* Required work *
• 1. Copy out the blog post about a semester in Berlin word for word.
• 2. Rewrite the records from the line containing "Please annotate the bush" through their final line, replacing "khaki" with "denim" and leaving everything else unchanged. Return only those lines.

* Text segment *
+ + + + +

Friday, August 24, 2007

Another Burst Of Nostalgia From Captain Colossal

To this day, when, in a fit of panic or bonhomie or sheer sentimentality, I am trying to convince someone that I am cooler than I seem, I mention my semester abroad in Berlin.

I was pretty broke in Berlin. I'm not exactly sure why; I was well-funded by my family and I paid maybe 220 DM (a now defunct currency) a month for my one bedroom apartment. That comes out to somewhere a little above $100, is my recollection. The apartment had unfinished wood floorboards, a plug-in shower, coal ovens for heating. The guy I was subletting from left me some coal, also a space heater because I worried I would asphyxiate myself with the coal. A friend christened it the Commie Hut.

I don't know how to describe Berlin, or the Berlin I lived in. In many ways, it's more like Los Angeles than any other city I know, or it was then. I lived in Friedrichshain (10 Samariter Str.). Around me were those tiled buildings put up during the communist years; they were always dropping their tiles. Everything was either very new or a little seedy in an inoffensive way. The streets around my house were full of dog shit; there was more dogshit per square foot than anywhere else I've ever seen. In my recollection there weren't that many people on the street; I don't think that's correct.

+ + + + +

* Records for this task *
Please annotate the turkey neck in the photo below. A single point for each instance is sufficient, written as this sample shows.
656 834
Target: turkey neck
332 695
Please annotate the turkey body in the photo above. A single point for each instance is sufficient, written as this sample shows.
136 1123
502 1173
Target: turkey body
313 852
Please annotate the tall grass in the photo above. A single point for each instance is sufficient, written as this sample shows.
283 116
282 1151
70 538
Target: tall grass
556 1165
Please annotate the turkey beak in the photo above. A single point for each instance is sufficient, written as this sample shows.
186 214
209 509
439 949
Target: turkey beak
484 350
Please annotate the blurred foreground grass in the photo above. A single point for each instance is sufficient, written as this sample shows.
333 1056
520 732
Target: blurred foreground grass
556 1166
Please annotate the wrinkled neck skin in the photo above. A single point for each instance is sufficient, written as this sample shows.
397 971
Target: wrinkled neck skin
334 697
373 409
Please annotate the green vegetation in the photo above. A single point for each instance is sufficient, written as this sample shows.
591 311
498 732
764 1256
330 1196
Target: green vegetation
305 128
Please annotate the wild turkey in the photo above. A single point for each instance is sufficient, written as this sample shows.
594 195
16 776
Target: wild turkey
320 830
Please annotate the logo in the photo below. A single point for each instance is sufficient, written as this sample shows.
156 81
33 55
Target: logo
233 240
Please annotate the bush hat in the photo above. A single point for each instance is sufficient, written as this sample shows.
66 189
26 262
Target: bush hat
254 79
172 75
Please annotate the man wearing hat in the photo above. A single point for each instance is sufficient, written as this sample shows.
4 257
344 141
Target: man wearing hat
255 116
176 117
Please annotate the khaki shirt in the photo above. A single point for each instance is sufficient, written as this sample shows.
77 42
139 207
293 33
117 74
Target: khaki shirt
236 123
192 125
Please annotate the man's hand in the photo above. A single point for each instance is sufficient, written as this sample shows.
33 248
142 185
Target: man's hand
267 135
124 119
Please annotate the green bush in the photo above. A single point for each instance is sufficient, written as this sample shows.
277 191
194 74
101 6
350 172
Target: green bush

+ + + + +

* Responses to the exercise *
• 1.
Friday, August 24, 2007

Another Burst Of Nostalgia From Captain Colossal

To this day, when, in a fit of panic or bonhomie or sheer sentimentality, I am trying to convince someone that I am cooler than I seem, I mention my semester abroad in Berlin.

I was pretty broke in Berlin. I'm not exactly sure why; I was well-funded by my family and I paid maybe 220 DM (a now defunct currency) a month for my one bedroom apartment. That comes out to somewhere a little above $100, is my recollection. The apartment had unfinished wood floorboards, a plug-in shower, coal ovens for heating. The guy I was subletting from left me some coal, also a space heater because I worried I would asphyxiate myself with the coal. A friend christened it the Commie Hut.

I don't know how to describe Berlin, or the Berlin I lived in. In many ways, it's more like Los Angeles than any other city I know, or it was then. I lived in Friedrichshain (10 Samariter Str.). Around me were those tiled buildings put up during the communist years; they were always dropping their tiles. Everything was either very new or a little seedy in an inoffensive way. The streets around my house were full of dog shit; there was more dogshit per square foot than anywhere else I've ever seen. In my recollection there weren't that many people on the street; I don't think that's correct.

• 2.
Please annotate the bush hat in the photo above. A single point for each instance is sufficient, written as this sample shows.
66 189
26 262
Target: bush hat
254 79
172 75
Please annotate the man wearing hat in the photo above. A single point for each instance is sufficient, written as this sample shows.
4 257
344 141
Target: man wearing hat
255 116
176 117
Please annotate the denim shirt in the photo above. A single point for each instance is sufficient, written as this sample shows.
77 42
139 207
293 33
117 74
Target: denim shirt
236 123
192 125
Please annotate the man's hand in the photo above. A single point for each instance is sufficient, written as this sample shows.
33 248
142 185
Target: man's hand
267 135
124 119
Please annotate the green bush in the photo above. A single point for each instance is sufficient, written as this sample shows.
277 191
194 74
101 6
350 172
Target: green bush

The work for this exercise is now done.